### Supplied text
════════════════

The media are eager for body counts in Iraq, but the body counts have already begun in Palestine. Under the cover of world attention riveted on the events leading up to the US invasion of Iraq, the Israeli army is having its brutal way with the Palestinians. Yesterday, the army shot and killed 11 Palestinians in the Gaza Strip – including two teenagers and a two-year old girl, cowering inside her home – and another two in the West Bank. But with all eyes on Bush and Baghdad, is anybody looking at this?

Peace and human rights activists in Israel and Palestine have been looking, and organizing as well. In the past few weeks, 26 Israeli and Palestinian organizations have joined together in the Palestinian-Israeli Emergency Committee, to try to prevent just such events from occurring, and even worsening. There is no doubt that with the outbreak of war, the army will impose more prolonged curfews and closures, resulting in greater starvation among the already malnourished Palestinian population. It is also expected that the army will seek to disrupt telephone lines and electricity in the occupied territories. And a very real danger exists of stepped-up home demolitions, expulsions, and turning a blind eye to settler militias who attack Palestinians. Activists here will be working to prevent such events, to the extent possible, and keeping the public informed.

════════════════

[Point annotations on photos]
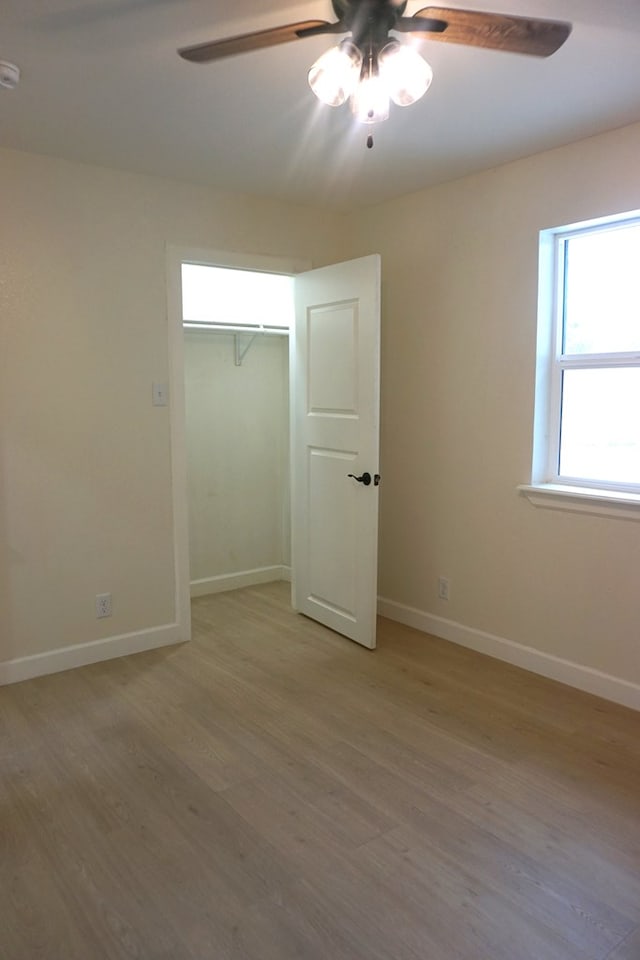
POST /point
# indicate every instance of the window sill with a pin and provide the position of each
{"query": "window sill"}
(599, 503)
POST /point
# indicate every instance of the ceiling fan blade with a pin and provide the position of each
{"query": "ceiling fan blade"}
(228, 47)
(496, 31)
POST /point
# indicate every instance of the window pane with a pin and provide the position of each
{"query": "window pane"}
(602, 291)
(601, 425)
(220, 295)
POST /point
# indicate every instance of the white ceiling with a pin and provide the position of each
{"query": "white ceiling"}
(102, 83)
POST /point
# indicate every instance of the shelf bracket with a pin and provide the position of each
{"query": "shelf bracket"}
(241, 351)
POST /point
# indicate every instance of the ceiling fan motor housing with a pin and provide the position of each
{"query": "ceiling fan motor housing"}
(369, 21)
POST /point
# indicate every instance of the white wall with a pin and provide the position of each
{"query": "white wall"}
(237, 421)
(85, 481)
(458, 363)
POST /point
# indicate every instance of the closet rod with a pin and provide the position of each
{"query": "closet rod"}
(236, 330)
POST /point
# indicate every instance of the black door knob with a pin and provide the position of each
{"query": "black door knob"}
(365, 478)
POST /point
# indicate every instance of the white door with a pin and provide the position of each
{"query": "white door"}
(335, 435)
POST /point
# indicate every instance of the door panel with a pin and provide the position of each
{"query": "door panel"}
(336, 425)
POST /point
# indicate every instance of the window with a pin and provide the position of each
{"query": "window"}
(587, 430)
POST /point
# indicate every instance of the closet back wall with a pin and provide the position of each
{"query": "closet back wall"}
(237, 431)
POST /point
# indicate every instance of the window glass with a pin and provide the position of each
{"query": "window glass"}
(235, 297)
(600, 434)
(602, 291)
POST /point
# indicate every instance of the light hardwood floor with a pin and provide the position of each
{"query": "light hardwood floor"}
(272, 791)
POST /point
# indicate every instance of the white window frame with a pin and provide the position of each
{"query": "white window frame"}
(548, 487)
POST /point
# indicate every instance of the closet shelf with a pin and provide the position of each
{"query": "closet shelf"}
(238, 330)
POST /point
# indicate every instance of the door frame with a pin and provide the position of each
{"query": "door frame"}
(176, 255)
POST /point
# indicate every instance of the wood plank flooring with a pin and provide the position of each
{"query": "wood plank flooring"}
(272, 791)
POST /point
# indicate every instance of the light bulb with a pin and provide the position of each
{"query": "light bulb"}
(370, 101)
(406, 74)
(335, 74)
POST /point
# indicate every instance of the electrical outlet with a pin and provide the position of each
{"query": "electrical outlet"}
(103, 605)
(443, 588)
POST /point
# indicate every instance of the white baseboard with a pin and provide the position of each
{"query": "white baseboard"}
(244, 578)
(81, 654)
(555, 668)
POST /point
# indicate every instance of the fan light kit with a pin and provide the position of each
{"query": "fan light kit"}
(372, 68)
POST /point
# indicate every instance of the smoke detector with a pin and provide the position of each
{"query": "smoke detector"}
(9, 75)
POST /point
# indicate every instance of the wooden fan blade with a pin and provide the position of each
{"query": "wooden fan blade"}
(496, 31)
(217, 49)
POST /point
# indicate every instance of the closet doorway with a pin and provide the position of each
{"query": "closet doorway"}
(236, 325)
(333, 384)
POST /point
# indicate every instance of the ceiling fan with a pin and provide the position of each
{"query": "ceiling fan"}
(372, 67)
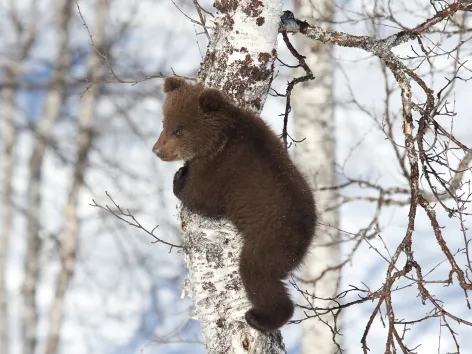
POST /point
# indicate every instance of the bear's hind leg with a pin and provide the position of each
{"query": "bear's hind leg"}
(271, 304)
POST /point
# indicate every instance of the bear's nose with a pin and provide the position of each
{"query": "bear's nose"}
(158, 152)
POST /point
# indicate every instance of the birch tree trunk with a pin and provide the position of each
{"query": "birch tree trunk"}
(44, 128)
(240, 61)
(70, 230)
(8, 134)
(312, 103)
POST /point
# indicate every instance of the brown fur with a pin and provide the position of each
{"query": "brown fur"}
(237, 167)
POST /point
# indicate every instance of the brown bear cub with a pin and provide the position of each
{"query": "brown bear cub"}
(235, 166)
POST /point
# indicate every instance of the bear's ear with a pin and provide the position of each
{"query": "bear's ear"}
(211, 99)
(172, 83)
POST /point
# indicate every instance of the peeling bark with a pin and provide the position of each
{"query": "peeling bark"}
(44, 128)
(240, 61)
(314, 121)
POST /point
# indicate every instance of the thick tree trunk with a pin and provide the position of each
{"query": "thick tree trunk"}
(314, 120)
(70, 230)
(44, 127)
(240, 61)
(8, 134)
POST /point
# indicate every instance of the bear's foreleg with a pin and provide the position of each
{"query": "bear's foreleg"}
(199, 197)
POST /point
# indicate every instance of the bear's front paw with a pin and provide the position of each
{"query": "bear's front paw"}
(180, 178)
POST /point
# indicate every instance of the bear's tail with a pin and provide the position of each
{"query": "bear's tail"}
(272, 307)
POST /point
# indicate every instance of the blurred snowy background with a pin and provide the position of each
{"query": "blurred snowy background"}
(125, 293)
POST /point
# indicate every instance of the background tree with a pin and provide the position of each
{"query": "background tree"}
(124, 296)
(315, 154)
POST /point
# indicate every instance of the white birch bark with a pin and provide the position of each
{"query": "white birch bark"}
(8, 134)
(70, 230)
(44, 128)
(312, 103)
(240, 61)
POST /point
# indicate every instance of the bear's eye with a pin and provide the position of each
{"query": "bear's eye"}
(179, 132)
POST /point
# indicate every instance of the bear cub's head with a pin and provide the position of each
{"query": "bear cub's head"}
(195, 121)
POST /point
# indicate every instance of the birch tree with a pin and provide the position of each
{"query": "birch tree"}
(44, 127)
(70, 230)
(314, 127)
(12, 70)
(240, 61)
(8, 133)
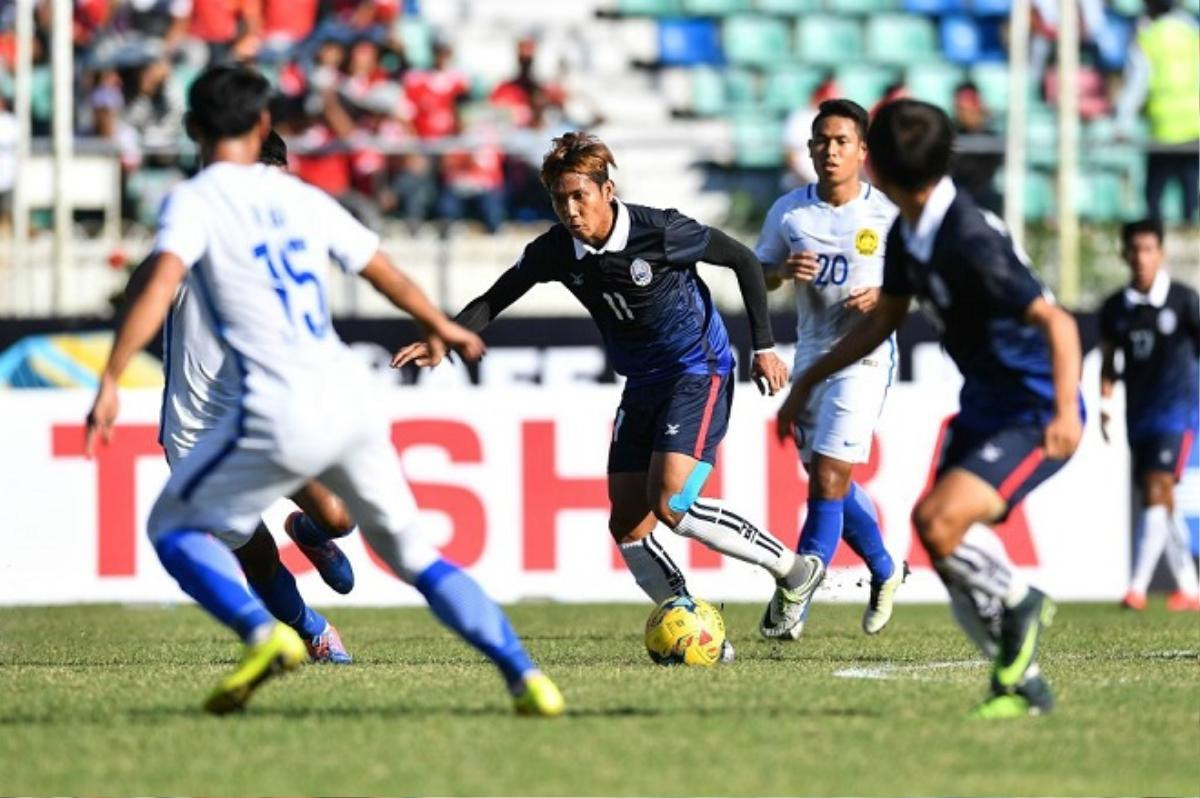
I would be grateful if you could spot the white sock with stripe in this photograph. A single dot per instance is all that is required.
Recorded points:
(653, 569)
(713, 523)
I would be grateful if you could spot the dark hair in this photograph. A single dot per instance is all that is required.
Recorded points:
(845, 108)
(1141, 227)
(580, 153)
(226, 101)
(910, 142)
(275, 150)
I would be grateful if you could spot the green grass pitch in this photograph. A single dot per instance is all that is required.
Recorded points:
(105, 700)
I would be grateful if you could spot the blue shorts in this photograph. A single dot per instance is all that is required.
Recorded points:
(1011, 459)
(688, 414)
(1163, 451)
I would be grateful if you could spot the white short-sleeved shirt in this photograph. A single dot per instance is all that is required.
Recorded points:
(849, 241)
(250, 325)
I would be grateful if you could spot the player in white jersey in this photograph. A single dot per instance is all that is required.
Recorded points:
(257, 244)
(828, 238)
(201, 385)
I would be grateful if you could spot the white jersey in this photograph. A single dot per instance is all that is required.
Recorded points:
(258, 244)
(201, 379)
(849, 241)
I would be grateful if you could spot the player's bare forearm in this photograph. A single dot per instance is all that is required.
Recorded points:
(144, 316)
(862, 340)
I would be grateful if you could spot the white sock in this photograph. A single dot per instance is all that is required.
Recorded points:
(978, 615)
(712, 523)
(981, 563)
(1156, 527)
(653, 569)
(1179, 556)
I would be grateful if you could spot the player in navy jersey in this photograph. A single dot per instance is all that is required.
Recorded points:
(1020, 413)
(1155, 323)
(634, 269)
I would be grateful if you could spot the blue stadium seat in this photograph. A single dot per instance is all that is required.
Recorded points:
(900, 39)
(684, 42)
(822, 39)
(761, 41)
(971, 41)
(1113, 41)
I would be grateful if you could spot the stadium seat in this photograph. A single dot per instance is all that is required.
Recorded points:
(760, 41)
(757, 141)
(970, 41)
(689, 41)
(864, 83)
(790, 88)
(649, 7)
(934, 7)
(790, 7)
(935, 83)
(861, 7)
(714, 7)
(822, 39)
(708, 96)
(900, 39)
(1113, 41)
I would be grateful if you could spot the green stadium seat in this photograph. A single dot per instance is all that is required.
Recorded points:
(861, 7)
(864, 83)
(649, 7)
(901, 39)
(790, 7)
(789, 88)
(822, 39)
(757, 141)
(708, 97)
(714, 7)
(760, 41)
(935, 83)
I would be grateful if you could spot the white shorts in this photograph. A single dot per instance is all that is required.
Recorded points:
(226, 484)
(840, 418)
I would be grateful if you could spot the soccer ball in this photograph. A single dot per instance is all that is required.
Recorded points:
(684, 630)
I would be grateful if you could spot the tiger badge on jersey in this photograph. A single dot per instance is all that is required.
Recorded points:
(867, 241)
(641, 273)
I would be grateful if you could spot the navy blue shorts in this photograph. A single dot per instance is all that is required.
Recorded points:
(1164, 451)
(1011, 459)
(688, 414)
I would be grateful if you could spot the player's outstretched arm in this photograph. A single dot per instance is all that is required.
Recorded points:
(475, 317)
(136, 329)
(408, 297)
(1059, 327)
(889, 312)
(768, 371)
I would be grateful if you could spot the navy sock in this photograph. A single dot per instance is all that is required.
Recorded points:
(283, 599)
(461, 604)
(862, 533)
(822, 529)
(208, 571)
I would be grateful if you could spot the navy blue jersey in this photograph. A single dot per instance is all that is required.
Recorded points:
(1159, 339)
(653, 310)
(977, 288)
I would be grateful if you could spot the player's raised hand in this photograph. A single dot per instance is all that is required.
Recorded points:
(803, 267)
(1062, 435)
(101, 417)
(790, 411)
(863, 299)
(768, 372)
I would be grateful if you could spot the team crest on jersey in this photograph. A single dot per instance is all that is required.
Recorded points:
(1167, 321)
(640, 271)
(867, 241)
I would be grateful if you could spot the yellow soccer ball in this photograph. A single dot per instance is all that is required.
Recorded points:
(684, 630)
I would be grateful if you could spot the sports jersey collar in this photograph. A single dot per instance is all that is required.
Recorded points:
(919, 243)
(1157, 294)
(617, 240)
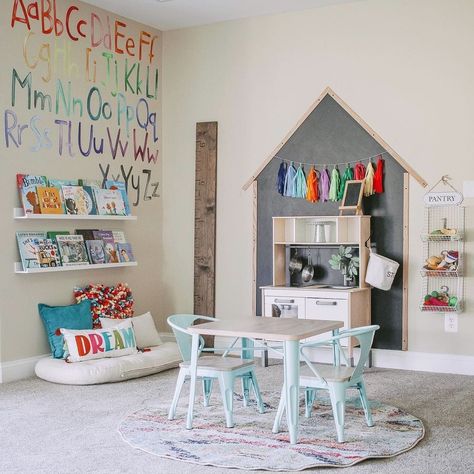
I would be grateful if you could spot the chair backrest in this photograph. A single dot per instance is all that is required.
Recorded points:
(179, 324)
(365, 337)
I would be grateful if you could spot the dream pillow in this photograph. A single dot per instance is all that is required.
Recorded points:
(75, 316)
(98, 343)
(144, 327)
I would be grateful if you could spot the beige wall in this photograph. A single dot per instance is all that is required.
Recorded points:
(405, 66)
(22, 334)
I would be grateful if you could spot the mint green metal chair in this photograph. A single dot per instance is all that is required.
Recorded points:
(224, 369)
(335, 378)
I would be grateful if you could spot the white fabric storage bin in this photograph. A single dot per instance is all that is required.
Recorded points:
(381, 271)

════════════════

### Stated exercise
According to the supplied text, how many organizations joined together in the Palestinian-Israeli Emergency Committee?

### Written solution
Twenty-six Israeli and Palestinian organizations joined together in it.